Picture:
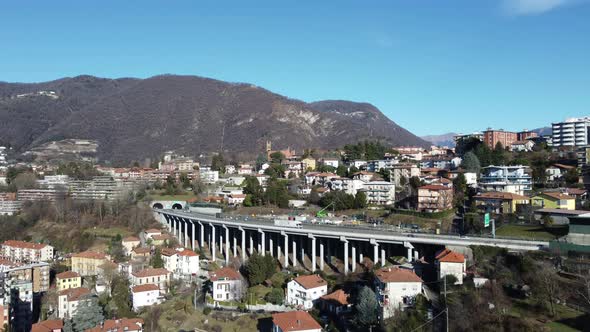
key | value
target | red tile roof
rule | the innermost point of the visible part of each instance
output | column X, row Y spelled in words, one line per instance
column 67, row 274
column 338, row 296
column 48, row 326
column 74, row 294
column 120, row 325
column 449, row 256
column 144, row 288
column 90, row 254
column 150, row 272
column 435, row 187
column 295, row 321
column 311, row 281
column 23, row 244
column 225, row 273
column 396, row 274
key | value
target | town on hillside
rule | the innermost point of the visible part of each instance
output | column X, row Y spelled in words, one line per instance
column 493, row 232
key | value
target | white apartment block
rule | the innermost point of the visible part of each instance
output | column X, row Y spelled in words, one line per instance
column 20, row 251
column 303, row 291
column 572, row 132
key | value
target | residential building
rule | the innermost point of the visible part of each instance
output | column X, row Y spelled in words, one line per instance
column 21, row 251
column 69, row 300
column 308, row 164
column 512, row 179
column 396, row 289
column 379, row 192
column 526, row 134
column 227, row 284
column 434, row 198
column 554, row 200
column 87, row 263
column 452, row 263
column 500, row 202
column 572, row 132
column 145, row 296
column 129, row 243
column 120, row 325
column 336, row 303
column 160, row 277
column 294, row 321
column 188, row 263
column 492, row 137
column 304, row 291
column 50, row 325
column 522, row 146
column 67, row 280
column 403, row 171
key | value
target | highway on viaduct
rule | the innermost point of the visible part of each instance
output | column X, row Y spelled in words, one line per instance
column 230, row 234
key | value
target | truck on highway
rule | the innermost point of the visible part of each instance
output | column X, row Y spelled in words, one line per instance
column 288, row 223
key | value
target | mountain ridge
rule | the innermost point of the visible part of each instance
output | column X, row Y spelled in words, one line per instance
column 135, row 119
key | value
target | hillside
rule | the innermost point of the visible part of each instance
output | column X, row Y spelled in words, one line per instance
column 134, row 119
column 441, row 140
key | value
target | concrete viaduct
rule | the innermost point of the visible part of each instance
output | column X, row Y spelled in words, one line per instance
column 293, row 245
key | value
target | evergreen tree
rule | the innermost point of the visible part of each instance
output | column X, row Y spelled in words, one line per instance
column 367, row 307
column 88, row 314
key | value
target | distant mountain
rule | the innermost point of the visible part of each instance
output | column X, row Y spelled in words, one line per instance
column 441, row 140
column 134, row 119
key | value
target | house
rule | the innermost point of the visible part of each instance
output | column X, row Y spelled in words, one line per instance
column 499, row 202
column 403, row 171
column 50, row 325
column 333, row 162
column 396, row 289
column 129, row 243
column 304, row 291
column 67, row 280
column 434, row 198
column 522, row 146
column 379, row 192
column 511, row 179
column 309, row 164
column 227, row 284
column 27, row 252
column 554, row 200
column 120, row 325
column 149, row 234
column 68, row 301
column 141, row 252
column 336, row 303
column 159, row 276
column 452, row 263
column 235, row 199
column 145, row 296
column 188, row 263
column 170, row 258
column 87, row 263
column 294, row 321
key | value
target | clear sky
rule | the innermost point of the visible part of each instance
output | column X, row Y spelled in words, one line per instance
column 432, row 66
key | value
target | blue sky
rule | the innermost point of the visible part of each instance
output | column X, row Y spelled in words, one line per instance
column 432, row 66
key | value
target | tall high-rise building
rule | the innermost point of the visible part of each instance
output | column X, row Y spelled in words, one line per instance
column 572, row 132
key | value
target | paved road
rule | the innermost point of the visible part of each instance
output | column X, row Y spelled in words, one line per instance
column 358, row 232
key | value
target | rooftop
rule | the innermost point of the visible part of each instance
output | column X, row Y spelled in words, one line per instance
column 311, row 281
column 388, row 274
column 295, row 321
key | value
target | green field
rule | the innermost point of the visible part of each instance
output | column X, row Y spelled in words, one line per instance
column 535, row 232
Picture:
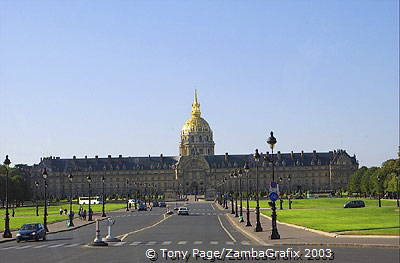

_Work instructions_.
Collect each line of the data above that includes the word "viaduct".

_Answer in full_.
target | highway on viaduct
target | concrete viaduct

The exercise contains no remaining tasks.